## Goal
Reproduce the lines starting at the one containing "pin: black standard" and ending at the final line, requests included. Shift every coordinate in the answers by adding 150, and leave the requests and their layout samples unchanged.

# Start of Record extracts

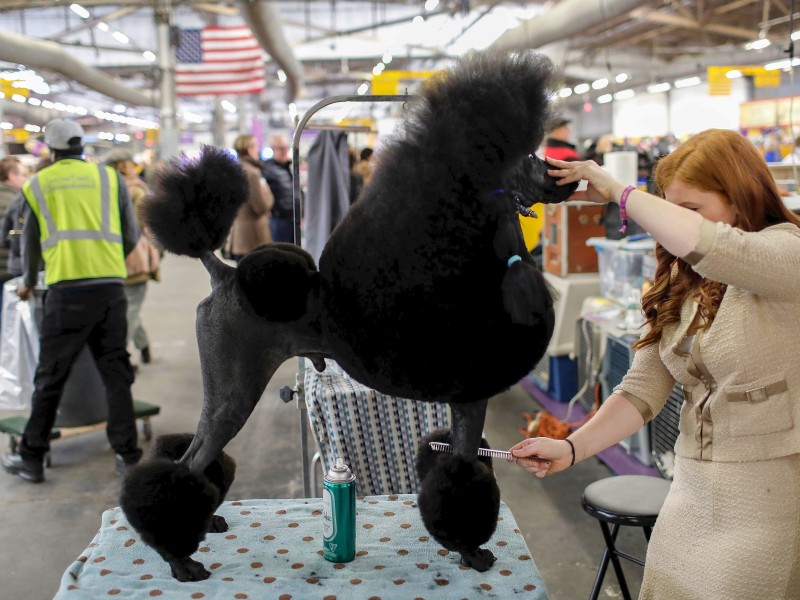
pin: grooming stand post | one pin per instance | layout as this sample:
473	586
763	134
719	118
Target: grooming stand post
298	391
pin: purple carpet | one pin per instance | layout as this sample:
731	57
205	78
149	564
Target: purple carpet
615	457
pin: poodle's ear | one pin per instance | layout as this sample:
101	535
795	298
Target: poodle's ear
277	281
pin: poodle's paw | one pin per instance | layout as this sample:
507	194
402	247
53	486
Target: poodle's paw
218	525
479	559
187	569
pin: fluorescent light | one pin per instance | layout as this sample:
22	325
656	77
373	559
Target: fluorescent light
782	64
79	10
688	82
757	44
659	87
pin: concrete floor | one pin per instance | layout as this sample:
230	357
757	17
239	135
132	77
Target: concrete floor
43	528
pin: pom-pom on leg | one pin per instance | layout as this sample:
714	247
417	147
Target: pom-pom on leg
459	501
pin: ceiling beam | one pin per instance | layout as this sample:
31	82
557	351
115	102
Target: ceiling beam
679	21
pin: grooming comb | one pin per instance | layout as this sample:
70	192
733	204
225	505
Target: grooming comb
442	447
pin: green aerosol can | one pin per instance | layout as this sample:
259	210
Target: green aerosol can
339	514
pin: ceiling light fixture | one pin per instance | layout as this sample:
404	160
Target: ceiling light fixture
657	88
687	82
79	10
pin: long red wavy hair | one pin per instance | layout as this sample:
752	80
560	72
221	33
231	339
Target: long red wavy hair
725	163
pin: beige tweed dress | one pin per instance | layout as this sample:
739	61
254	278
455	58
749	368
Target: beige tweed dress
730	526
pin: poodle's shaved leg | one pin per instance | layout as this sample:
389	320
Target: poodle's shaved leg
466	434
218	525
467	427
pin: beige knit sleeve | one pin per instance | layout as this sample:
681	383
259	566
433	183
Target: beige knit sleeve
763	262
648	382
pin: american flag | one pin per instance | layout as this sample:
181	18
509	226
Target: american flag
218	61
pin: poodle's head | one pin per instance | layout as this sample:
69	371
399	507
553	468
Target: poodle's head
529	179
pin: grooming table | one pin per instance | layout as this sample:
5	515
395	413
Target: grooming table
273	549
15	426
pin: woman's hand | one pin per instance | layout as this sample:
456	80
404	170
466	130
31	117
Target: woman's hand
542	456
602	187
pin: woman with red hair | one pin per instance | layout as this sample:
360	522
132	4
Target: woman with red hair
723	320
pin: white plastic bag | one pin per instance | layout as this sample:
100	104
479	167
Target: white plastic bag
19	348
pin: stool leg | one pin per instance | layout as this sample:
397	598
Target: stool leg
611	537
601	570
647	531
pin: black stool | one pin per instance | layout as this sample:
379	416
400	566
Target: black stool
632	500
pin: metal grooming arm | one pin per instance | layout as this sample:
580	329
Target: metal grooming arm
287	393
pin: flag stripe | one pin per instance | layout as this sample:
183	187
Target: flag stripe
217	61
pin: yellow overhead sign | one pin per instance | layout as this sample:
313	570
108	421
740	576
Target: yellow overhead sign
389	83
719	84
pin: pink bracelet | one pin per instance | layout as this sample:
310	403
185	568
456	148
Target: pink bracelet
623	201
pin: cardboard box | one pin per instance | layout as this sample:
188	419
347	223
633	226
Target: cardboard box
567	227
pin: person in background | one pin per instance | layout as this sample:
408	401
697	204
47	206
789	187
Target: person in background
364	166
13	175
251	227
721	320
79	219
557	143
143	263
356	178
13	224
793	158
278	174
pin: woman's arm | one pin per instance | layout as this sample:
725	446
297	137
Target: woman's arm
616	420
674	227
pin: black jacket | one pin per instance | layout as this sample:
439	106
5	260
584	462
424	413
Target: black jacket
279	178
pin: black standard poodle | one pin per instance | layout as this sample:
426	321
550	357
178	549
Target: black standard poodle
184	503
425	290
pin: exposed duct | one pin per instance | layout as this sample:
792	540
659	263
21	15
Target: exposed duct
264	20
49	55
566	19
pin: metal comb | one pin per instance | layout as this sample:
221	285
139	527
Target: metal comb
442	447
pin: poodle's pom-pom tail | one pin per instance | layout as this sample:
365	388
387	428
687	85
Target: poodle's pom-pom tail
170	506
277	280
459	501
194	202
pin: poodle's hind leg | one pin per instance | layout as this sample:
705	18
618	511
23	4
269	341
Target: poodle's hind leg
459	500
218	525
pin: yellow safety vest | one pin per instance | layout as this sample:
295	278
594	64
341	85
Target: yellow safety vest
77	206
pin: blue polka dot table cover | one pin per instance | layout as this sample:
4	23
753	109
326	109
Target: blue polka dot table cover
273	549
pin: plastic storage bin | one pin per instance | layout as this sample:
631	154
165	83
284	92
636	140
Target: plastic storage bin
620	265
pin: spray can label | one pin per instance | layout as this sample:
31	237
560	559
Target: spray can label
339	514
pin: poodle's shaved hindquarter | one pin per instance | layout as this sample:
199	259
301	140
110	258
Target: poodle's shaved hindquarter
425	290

# End of Record extracts

## Output
pin: black standard poodle | one pin per instance | layout as this sample:
426	321
550	357
178	549
Target: black standard poodle
334	653
575	440
pin: exposed duct | one pin per instance | layout as this sample:
792	540
659	263
21	15
Target: exposed duct
414	170
199	205
716	169
pin: metal comb | one pin per instance | layout as this sample:
221	285
139	527
Target: metal comb
592	597
pin: poodle's pom-pom tail | one pin per instance | layout as this sample:
365	388
387	428
687	85
Target: poodle's pom-pom tail
320	656
427	430
609	651
344	352
pin: poodle's hind leg | one pin per instance | layout as this sample:
705	18
618	511
23	4
269	341
Target: poodle's hind leg
609	650
368	675
pin: yellow safety vest | one pin per instance | layout as this sample:
295	278
594	64
341	85
Target: yellow safety vest
227	356
pin: blue polka dot table cover | one pin per instance | layout as this sample:
4	23
753	109
326	109
Target: blue polka dot table cover
423	699
pin: plastic storage bin | one pin per instance | layout as this sample:
631	154
165	83
284	92
636	140
Target: plastic storage bin
770	415
pin: spray can label | one pin per instance | layout as this sample:
31	237
560	559
Target: spray can label
489	664
pin: poodle's shaved hindquarter | one pin per instance | layout as this sample:
199	259
301	140
110	258
Target: poodle's shaved hindquarter
575	440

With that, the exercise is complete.